**Problem to work on**. Reproduce each entry below exactly, without omitting any.

(Dataset excerpts)

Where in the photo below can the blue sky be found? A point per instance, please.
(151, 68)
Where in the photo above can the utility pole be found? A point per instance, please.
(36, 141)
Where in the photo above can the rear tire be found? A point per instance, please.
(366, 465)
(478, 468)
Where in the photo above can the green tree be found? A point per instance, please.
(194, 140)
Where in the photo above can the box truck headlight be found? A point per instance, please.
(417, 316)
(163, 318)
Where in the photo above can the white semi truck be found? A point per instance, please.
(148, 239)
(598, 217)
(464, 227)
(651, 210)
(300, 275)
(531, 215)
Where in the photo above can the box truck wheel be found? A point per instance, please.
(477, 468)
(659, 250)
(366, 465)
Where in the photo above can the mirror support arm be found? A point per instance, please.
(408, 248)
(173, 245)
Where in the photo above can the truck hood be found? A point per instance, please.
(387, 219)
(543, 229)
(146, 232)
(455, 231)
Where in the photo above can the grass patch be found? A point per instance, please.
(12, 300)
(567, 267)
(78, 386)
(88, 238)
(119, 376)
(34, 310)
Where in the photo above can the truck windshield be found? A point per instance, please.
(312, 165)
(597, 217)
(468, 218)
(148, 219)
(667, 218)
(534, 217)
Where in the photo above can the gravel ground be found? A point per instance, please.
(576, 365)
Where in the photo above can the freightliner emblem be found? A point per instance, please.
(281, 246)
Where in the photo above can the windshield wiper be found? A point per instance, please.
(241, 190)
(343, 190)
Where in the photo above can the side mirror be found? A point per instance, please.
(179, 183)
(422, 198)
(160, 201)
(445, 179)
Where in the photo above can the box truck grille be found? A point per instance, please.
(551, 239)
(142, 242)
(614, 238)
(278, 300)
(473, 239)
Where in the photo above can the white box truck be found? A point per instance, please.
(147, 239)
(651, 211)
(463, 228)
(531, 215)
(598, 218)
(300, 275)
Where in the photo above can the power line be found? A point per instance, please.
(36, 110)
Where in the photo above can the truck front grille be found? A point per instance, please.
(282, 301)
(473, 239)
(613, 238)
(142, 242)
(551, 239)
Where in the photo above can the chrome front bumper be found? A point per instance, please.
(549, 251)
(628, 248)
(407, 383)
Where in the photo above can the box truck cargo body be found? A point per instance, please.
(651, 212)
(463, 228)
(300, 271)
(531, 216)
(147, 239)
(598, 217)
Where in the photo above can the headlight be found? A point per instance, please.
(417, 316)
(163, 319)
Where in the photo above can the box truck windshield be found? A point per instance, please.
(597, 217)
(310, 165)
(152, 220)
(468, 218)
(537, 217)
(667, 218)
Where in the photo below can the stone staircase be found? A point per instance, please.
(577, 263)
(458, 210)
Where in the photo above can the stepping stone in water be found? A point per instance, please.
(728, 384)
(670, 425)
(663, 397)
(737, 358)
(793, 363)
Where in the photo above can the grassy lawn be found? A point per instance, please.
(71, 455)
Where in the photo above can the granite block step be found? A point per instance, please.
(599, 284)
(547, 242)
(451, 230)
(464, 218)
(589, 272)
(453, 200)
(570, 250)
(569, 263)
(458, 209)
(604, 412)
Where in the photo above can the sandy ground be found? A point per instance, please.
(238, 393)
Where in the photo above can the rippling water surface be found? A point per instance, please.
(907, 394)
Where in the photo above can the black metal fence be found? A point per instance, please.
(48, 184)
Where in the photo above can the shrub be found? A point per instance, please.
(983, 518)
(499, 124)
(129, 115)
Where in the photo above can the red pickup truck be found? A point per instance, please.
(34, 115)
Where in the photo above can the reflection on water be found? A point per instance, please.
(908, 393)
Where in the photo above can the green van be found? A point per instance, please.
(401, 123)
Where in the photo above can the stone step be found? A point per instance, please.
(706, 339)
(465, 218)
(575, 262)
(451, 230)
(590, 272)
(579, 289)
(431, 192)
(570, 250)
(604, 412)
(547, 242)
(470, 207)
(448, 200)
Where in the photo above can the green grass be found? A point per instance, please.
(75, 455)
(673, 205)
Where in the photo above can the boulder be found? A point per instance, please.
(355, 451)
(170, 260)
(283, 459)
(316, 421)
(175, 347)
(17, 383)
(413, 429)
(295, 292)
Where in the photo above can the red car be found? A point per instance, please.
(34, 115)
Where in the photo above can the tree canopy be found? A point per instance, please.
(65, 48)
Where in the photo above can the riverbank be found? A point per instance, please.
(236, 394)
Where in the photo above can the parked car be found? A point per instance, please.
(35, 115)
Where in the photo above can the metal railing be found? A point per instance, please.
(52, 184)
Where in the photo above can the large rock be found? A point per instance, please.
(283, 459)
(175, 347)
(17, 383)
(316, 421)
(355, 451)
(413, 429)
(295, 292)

**Solution**.
Where in the photo below can the blue sky be found? A point per instance, please.
(151, 68)
Where in the photo above can the utility pole be found? A point per instance, please.
(36, 141)
Where in the photo above can the rear tire be found? A point per instance, please.
(366, 465)
(478, 468)
Where in the photo above can the green tree be found? A point per instance, please.
(194, 140)
Where in the photo above can the box truck headlight be found? A point per instance, please.
(417, 316)
(163, 318)
Where in the photo above can the white semi truck be found? A point per instance, please.
(148, 239)
(598, 217)
(464, 227)
(651, 210)
(300, 275)
(531, 215)
Where in the photo above can the box truck wheel be found? A point per instance, please.
(477, 468)
(659, 250)
(366, 465)
Where in the photo above can the mirror support arm be found? A point per instance, please.
(408, 248)
(173, 245)
Where in the photo above can the truck hood be found? A point per instance, please.
(387, 219)
(543, 229)
(146, 232)
(455, 231)
Where in the photo above can the grass patch be found? A point per instance, please.
(12, 300)
(567, 267)
(78, 386)
(88, 238)
(119, 376)
(34, 310)
Where in the photo above can the truck windshield be found? A point per instance, please.
(312, 165)
(597, 217)
(468, 218)
(148, 219)
(667, 218)
(534, 217)
Where in the photo above can the gravel ground be found? A point per instance, please.
(576, 365)
Where in the photo above can the freightliner emblem be found? A point per instance, please.
(281, 246)
Where in the photo above can the windshield wiper be found? A point per instance, please.
(241, 190)
(343, 190)
Where in the photo above can the side mirror be found? A point per instance, please.
(179, 183)
(422, 198)
(160, 201)
(445, 179)
Where in the photo above can the box truck grille be found? A point per instance, please.
(551, 239)
(142, 242)
(614, 238)
(278, 300)
(473, 239)
Where in the photo above can the white box truck be found? A point per instance, please.
(147, 239)
(651, 211)
(463, 228)
(531, 215)
(598, 218)
(300, 275)
Where in the photo above can the power line be found? A point per instance, please.
(36, 110)
Where in the photo above can the truck front grille be found? A point per instance, please.
(282, 301)
(473, 239)
(613, 238)
(142, 242)
(551, 239)
Where in the photo above can the chrome front bumper be found? A point per instance, please.
(549, 251)
(628, 248)
(407, 383)
Where in the photo above can the box truck cargo body be found? A point per instance, please.
(651, 212)
(463, 228)
(300, 271)
(531, 216)
(147, 239)
(598, 217)
Where in the photo above can the headlight be found? A point per instance, please.
(417, 316)
(163, 319)
Where in the photo above can the box truck windshield be found? A point per instance, please.
(597, 217)
(310, 165)
(152, 220)
(468, 218)
(537, 217)
(667, 218)
Where in the photo below can the stone staircase be found? A point per instance, please.
(577, 263)
(458, 210)
Where in the photo above can the stepping stone in water be found? A point per instance, please.
(728, 384)
(670, 425)
(663, 397)
(737, 358)
(793, 363)
Where in the photo above can the grassy lawn be found? A point per instance, please.
(71, 455)
Where in the photo above can the granite block step be found? A point per instance, please.
(599, 284)
(547, 242)
(451, 230)
(464, 218)
(589, 272)
(453, 200)
(570, 250)
(569, 263)
(458, 209)
(604, 412)
Where in the photo above can the sandy ground be found? A point per instance, please.
(238, 393)
Where in the photo above can the rippling water surface be found? A point per instance, please.
(907, 394)
Where in the photo above can the black metal fence be found? A point per instance, please.
(48, 184)
Where in the photo above can the shrub be found? A point per instance, please.
(983, 518)
(499, 124)
(129, 115)
Where in the photo above can the red pickup truck be found? A point per instance, please.
(34, 115)
Where in the photo above can the reflection on water be found? A point per instance, please.
(908, 393)
Where in the photo above can the green van be found? A point per instance, please.
(401, 123)
Where in the photo above can the stone step be found? A point per instance, please.
(706, 339)
(465, 218)
(575, 262)
(451, 230)
(590, 272)
(579, 289)
(431, 192)
(570, 250)
(604, 412)
(547, 242)
(470, 207)
(448, 200)
Where in the photo above can the green grass be found? A point per instance, please.
(75, 455)
(673, 205)
Where in the photo above can the boulder be found? A point per instance, please.
(355, 451)
(170, 260)
(283, 459)
(316, 421)
(175, 347)
(17, 383)
(413, 429)
(295, 292)
Where in the photo above can the red car be found? A point per instance, please.
(34, 115)
Where in the photo above can the tree canopy be found? A point per instance, please.
(65, 48)
Where in the photo above can the riverbank be found? A point per instance, please.
(236, 394)
Where in the photo above can the parked car be found? A point per instance, please.
(35, 115)
Where in the photo above can the metal railing be found? A point per instance, please.
(52, 184)
Where in the photo above can the large rock be found? A point per instance, please.
(283, 459)
(175, 347)
(17, 383)
(316, 421)
(355, 451)
(413, 429)
(295, 292)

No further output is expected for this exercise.